SUPPLIED TEXT:
- From: Philip Taylor <excors+whatwg@gmail.com>
- Date: Wed, 5 Mar 2008 14:36:47 +0000
On 03/03/2008, Jjgod Jiang <gzjjgod at gmail.com> wrote: > During the development of CJK information processing, many > text encodings is just a strict subset of another one, for > example, GB2312 is a subset of GBK, GBK is a subset of > GB18030. For compatibility purpose, a lot of web pages used > character encoding declaration like this: > > <meta http-equiv="Content-Type" content="text/html; charset=gb2312"> > > in their header, yet they might use characters in GBK but > not in GB2312. So, I think we can suggest clients to simply > treat encodings like these as their biggest superset, for > instance, treat GB2312 as GB18030. Out of 130K pages from dmoz.org, I see 760 which are declared as gb2312 (by HTTP Content-Type, <meta content>, etc). Of those 760, 120 cause decoding errors in ICU4J when treated as gb2312. 8 cause errors when treated as gbk, and the same 8 cause errors as gb18030. Those 8 are: http://www.bigm.com.cn/dinosaur/anecdote/ http://www.ccpc.edu.cn http://www.gdoverseaschn.com.cn/ http://www.jgbr.com.cn http://www.liechebuluo.com http://www.netbro.com.cn http://www.tkdts.com http://www.wuxi-accp.com/ and I haven't tried working out why they are causing errors. The 120 are listed at <http://philip.html5.org/data/gb2312-errors.txt>. I don't know how many are really using gb18030, and how many are not actually gb* but happen to be decoded without errors because they use compatible byte sequences; but it does look like gb2312 is a fairly significant problem if it's not treated as gbk/gb18030, so it would be helpful to suggest/require it to be processed specially. -- Philip Taylor excors at gmail.com
Received on Wednesday, 5 March 2008 06:36:47 UTC

DATA SUPPLIED:

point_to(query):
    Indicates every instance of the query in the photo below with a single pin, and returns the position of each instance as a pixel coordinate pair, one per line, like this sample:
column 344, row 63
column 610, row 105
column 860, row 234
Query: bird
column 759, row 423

WHAT TO DO: In the post on GB2312 encoding declarations, how many of the 760 pages declared as gb2312 cause decoding errors in ICU4J when treated as gb2312?

TASK OUTPUT: 120 of those pages cause decoding errors.